TASK REQUIREMENTS » Please rewrite all the records below as a numbered list, skipping any blank lines. Leave the pictures out of your answer.

<<<<

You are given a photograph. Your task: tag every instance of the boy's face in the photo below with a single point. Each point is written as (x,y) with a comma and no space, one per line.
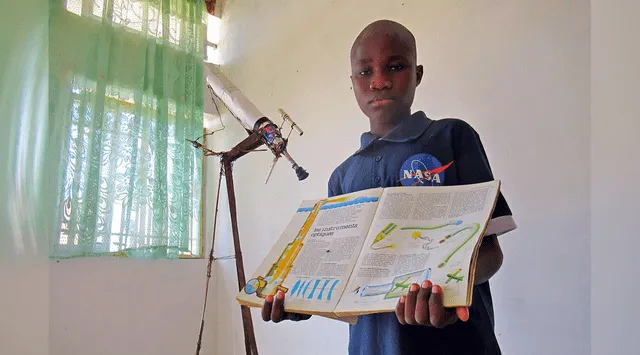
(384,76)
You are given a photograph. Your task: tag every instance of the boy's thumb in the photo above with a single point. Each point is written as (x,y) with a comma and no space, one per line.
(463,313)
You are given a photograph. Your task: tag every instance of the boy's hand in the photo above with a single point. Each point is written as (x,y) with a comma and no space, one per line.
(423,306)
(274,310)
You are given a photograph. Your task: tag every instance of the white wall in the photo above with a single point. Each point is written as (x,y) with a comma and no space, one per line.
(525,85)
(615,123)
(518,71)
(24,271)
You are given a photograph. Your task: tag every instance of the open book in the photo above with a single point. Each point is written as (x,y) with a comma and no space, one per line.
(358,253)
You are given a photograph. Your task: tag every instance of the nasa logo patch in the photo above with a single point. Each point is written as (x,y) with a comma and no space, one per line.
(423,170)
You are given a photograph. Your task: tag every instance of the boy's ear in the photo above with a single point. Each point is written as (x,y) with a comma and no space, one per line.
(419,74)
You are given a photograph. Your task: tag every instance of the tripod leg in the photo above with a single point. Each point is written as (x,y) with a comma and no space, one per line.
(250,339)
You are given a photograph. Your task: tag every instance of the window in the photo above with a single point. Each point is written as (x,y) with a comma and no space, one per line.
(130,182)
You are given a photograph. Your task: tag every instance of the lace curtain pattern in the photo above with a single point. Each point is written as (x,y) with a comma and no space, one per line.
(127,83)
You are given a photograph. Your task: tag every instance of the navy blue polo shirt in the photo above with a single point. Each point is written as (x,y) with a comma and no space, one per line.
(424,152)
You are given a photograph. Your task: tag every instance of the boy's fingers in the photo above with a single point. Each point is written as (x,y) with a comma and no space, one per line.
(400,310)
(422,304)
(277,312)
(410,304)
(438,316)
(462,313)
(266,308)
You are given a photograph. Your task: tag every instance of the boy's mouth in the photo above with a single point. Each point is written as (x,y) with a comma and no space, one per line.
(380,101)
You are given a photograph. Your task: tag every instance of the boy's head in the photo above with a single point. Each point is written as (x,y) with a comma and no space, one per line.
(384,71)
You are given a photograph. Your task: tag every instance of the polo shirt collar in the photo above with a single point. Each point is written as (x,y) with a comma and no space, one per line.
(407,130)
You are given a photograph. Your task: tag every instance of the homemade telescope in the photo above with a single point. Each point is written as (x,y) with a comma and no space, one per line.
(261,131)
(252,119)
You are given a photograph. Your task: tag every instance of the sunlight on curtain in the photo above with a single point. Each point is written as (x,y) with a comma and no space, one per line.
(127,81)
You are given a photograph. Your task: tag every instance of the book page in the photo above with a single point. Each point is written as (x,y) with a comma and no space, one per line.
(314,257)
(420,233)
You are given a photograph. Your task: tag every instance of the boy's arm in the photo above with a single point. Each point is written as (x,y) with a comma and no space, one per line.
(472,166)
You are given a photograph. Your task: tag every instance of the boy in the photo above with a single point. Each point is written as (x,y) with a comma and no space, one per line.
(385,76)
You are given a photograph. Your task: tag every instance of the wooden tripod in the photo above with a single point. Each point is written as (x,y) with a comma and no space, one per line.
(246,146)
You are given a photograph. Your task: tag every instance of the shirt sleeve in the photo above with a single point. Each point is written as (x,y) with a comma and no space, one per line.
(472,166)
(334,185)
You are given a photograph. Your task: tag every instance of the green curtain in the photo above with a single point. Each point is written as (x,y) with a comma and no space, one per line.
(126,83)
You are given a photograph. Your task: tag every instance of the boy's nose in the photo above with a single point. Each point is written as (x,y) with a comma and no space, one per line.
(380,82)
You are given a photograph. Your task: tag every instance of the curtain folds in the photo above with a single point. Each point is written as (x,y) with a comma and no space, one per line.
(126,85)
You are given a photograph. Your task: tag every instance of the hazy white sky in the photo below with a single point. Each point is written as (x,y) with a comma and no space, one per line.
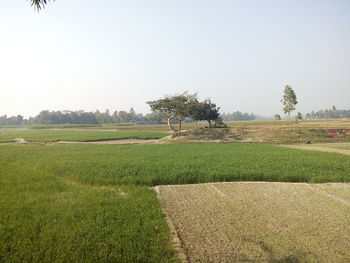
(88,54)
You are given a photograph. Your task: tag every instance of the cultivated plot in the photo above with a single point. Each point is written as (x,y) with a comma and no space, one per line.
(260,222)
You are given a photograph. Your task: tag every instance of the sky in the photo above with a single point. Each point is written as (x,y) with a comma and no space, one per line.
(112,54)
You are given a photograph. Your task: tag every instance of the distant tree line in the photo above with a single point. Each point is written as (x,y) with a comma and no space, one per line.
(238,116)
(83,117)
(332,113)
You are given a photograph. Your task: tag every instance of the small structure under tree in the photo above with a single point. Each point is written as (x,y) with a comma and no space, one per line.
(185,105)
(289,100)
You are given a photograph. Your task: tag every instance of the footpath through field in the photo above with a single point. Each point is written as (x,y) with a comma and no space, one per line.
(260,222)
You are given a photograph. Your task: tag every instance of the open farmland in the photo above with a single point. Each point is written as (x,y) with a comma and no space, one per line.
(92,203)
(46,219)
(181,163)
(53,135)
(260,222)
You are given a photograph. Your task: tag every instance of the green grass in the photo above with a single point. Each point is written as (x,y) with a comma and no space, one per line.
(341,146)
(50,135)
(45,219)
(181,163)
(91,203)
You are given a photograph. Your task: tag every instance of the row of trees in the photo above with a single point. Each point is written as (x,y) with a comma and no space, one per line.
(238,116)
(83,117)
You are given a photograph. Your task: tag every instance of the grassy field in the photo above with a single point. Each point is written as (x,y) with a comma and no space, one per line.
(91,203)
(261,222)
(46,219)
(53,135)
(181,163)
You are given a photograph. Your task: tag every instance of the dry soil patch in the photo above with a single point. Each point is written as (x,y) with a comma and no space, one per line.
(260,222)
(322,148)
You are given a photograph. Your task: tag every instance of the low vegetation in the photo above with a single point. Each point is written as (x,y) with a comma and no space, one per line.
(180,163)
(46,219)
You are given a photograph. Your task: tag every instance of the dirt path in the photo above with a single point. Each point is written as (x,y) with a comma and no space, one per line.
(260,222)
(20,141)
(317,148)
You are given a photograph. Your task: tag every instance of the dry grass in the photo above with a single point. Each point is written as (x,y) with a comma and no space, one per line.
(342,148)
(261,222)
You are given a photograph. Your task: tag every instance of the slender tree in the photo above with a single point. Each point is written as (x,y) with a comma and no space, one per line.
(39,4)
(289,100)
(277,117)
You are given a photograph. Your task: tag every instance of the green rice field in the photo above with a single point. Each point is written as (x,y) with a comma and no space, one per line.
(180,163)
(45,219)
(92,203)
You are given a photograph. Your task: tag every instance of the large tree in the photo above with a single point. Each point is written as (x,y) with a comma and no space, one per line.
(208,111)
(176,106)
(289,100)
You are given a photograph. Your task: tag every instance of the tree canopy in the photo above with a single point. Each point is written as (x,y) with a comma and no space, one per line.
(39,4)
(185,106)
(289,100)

>>>>

WRITTEN ANSWER »
1. You are given a photograph. Your task: tag every instance of the boy's face in the photo below with a single point. Each point is written as (x,y) with a comma and no space, one per line.
2. (384,76)
3. You are given a photograph. Your task: tag every instance of the boy's thumb in the photo above with a single point. Each point is written as (x,y) with a comma and no space, one per line.
4. (463,313)
5. You are given a photograph. Your task: tag every instance of the boy's hand in the photo above with a single point. Each point is written as (x,y) with a comma and no space, one per line.
6. (423,306)
7. (274,310)
8. You are given a photograph. Your task: tag every instance of the white wall in the photo above with a single point. Each point is written as (x,y) with a comma and no space, one per line.
9. (525,85)
10. (615,123)
11. (518,71)
12. (24,271)
13. You are given a photograph. Your task: tag every instance of the open book in the photo above with a single point. Each point is written as (x,y) with a comma and no space, one per line.
14. (358,253)
15. You are given a photograph. Your task: tag every instance of the nasa logo patch in the photo above with a single point. Each point is written as (x,y) with a comma and no space, one per line.
16. (423,170)
17. You are given a photograph. Your task: tag every instance of the boy's ear in the photo above with a single point. Each point is written as (x,y) with a comma and no space, one per line.
18. (419,74)
19. You are given a photograph. Your task: tag every instance of the tripod leg in the photo above with a single point. Each point is written as (x,y) with a comma and no space, one per line.
20. (250,339)
21. You are given a photograph. Your task: tag every instance of the window in the photo above with a single point. Each point is written as (x,y) with a comma and no space, one per line.
22. (130,182)
23. You are given a photograph. Your task: tag every instance of the lace curtain pattern in the photo above with a single point. Each point is written as (x,y) with a comma and no space, one per line.
24. (127,83)
25. You are given a photograph. Your task: tag every instance of the navy blue polo shirt in the photo above with a single point. Each point is written as (x,y) with a comma and no space, one per line.
26. (424,152)
27. You are given a photograph. Your task: tag every instance of the boy's fingers in the photo above with a single point. Each point is written as (x,y) with a comma and no space, one per line.
28. (400,310)
29. (422,304)
30. (277,312)
31. (410,304)
32. (438,316)
33. (462,313)
34. (266,308)
35. You are given a photograph. Your task: tag every instance of the boy's mouth in the photo above with a single point. Each point is written as (x,y) with a comma and no space, one per line.
36. (380,101)
37. You are given a photograph. Your task: tag every instance of the boy's head in the photo above with a single point. Each point is written as (x,y) with a comma and no space, one per line.
38. (384,71)
39. You are given a photograph. Your task: tag every instance of the polo shirt collar in the photo above with a single point. Each point is written as (x,y) with a comma and no space, one per line.
40. (407,130)
41. You are given a photograph. Your task: tag every instance of the homemade telescope in the photo above with a single point. Each point is written as (x,y) with a comma and no space, one per line.
42. (261,131)
43. (252,119)
44. You are given a photograph. Your task: tag every instance of the sunlight on curtain in the photo above with a single point. Each point is written as (x,y) with a comma and no space, one per line.
45. (127,81)
46. You are given a photograph. Your task: tag every instance of the book page in the photo above with a single point. Each point is written as (x,y) with a comma and no space, one per line.
47. (314,257)
48. (420,233)
49. You are given a photograph. Your task: tag every instance of the boy's arm in the photo above with a single point. Each point is written as (x,y) with a comma and no space, one per line.
50. (472,166)
51. You are given a photograph. Your task: tag every instance of the boy in the photo above with a single point. Each point is written as (x,y) with a comma and no space, one per line.
52. (385,76)
53. You are given a photograph. Your task: tag every instance of the wooden tripod in the photo above with a single point. Each point is written as (x,y) with a comma and no space, one per line.
54. (246,146)
55. You are given a photograph. Your task: tag every instance of the shirt sleeve in the photo above with a single point. Each point is written as (x,y) with a comma and no space, one per line.
56. (472,166)
57. (334,185)
58. You are given a photograph. Your task: tag every instance of the green curtain in the photo above with a single point. Each point is written as (x,y) with a comma and no space, one per line.
59. (126,83)
60. You are given a photograph. Your task: tag every instance of the boy's nose in the photo above with a single point. Each point is written as (x,y) with a comma and no space, one per line.
61. (380,82)
62. You are given a photograph. Your task: tag every instance of the curtain folds in the photo above with a single point. Each point is written as (x,y) with a comma and no space, one per line.
63. (126,85)
64. You are given a photograph. Your task: tag every instance of the hazy white sky in the photo below with a single point. Each point is written as (x,y) with a comma and no space, one per line.
65. (88,54)
66. You are given a photograph. Your task: tag every instance of the cultivated plot in the photo above with a single point. Each point is written as (x,y) with a comma and no space, one per line.
67. (260,222)
68. You are given a photograph. Your task: tag every instance of the sky in the photo above with a single point. Each point is written as (x,y) with a comma and no space, one per line.
69. (112,54)
70. You are given a photograph. Your task: tag every instance of the distant tree line in the photo above with a single point. Each point is written as (x,y) with a comma and no space, one per line.
71. (238,116)
72. (83,117)
73. (332,113)
74. You are given a photograph. Your task: tag every instance of the small structure under tree in the photo above with a single point. Each point is written as (x,y) with a comma and no space, one per line.
75. (185,105)
76. (289,100)
77. You are given a photograph. Your task: tag every instance of the footpath through field in the photo above with a single point. Each point is written as (x,y) with a comma and no space, one per line.
78. (260,222)
79. You are given a photograph. Your task: tag every instance of the open farmland in the photo above with a single point. Each point is written as (x,y) with a comma and no space, one per line.
80. (92,203)
81. (46,219)
82. (181,163)
83. (53,135)
84. (260,222)
85. You are given a photograph. Your task: tag every instance of the green grass in the photo above with a single point. Each point is written as (x,y) with a comma and no space, one per line.
86. (341,146)
87. (50,135)
88. (45,219)
89. (181,163)
90. (91,203)
91. You are given a photograph. Your task: tag every instance of the row of trees in the photo above with a single point. Each point is written as (x,y) with a comma and no space, one per line.
92. (238,116)
93. (83,117)
94. You are given a photograph. Your task: tag every instance of the grassy field in the photo above with a single point. Each point is written as (x,y) with a comma and no space, one per line.
95. (91,203)
96. (261,222)
97. (46,219)
98. (53,135)
99. (181,163)
100. You are given a photograph. Your task: tag every instance of the dry soil patch in the photo above with a single point. Each point is written as (x,y) with a comma and no space, one per line.
101. (260,222)
102. (322,148)
103. You are given a photograph. Your task: tag every instance of the low vegetation in the photo above with a single point. Each point is written as (x,y) with a comma and no space, one per line.
104. (180,163)
105. (46,219)
106. You are given a photograph. Your task: tag every instance of the dirt path in the photo above with a single point. Each point is written as (x,y) with a comma and no space, one per line.
107. (260,222)
108. (20,141)
109. (317,148)
110. You are given a photograph. Your task: tag every instance of the dry grass in the photo above with a single point. Each point is written as (x,y) with a comma and no space, one per line.
111. (342,148)
112. (261,222)
113. You are given a photograph. Your task: tag every instance of the slender tree in the photo above with a single point. Each point is written as (x,y) with a comma and no space, one per line.
114. (39,4)
115. (289,100)
116. (277,117)
117. You are given a photograph. Your task: tag every instance of the green rice field in the photo above with a single point. Each point is written as (x,y) with a comma and no space, one per line.
118. (180,163)
119. (45,219)
120. (92,203)
121. You are given a photograph. Your task: tag every instance of the large tree in the photo above with a single point. Each point is written as (x,y) with a comma and no space, one per line.
122. (208,111)
123. (176,106)
124. (289,100)
125. You are given a photograph. Your task: tag every instance of the tree canopy in the photo above with a single point. Each point is written as (x,y) with a comma and no space, one per line.
126. (39,4)
127. (185,106)
128. (289,100)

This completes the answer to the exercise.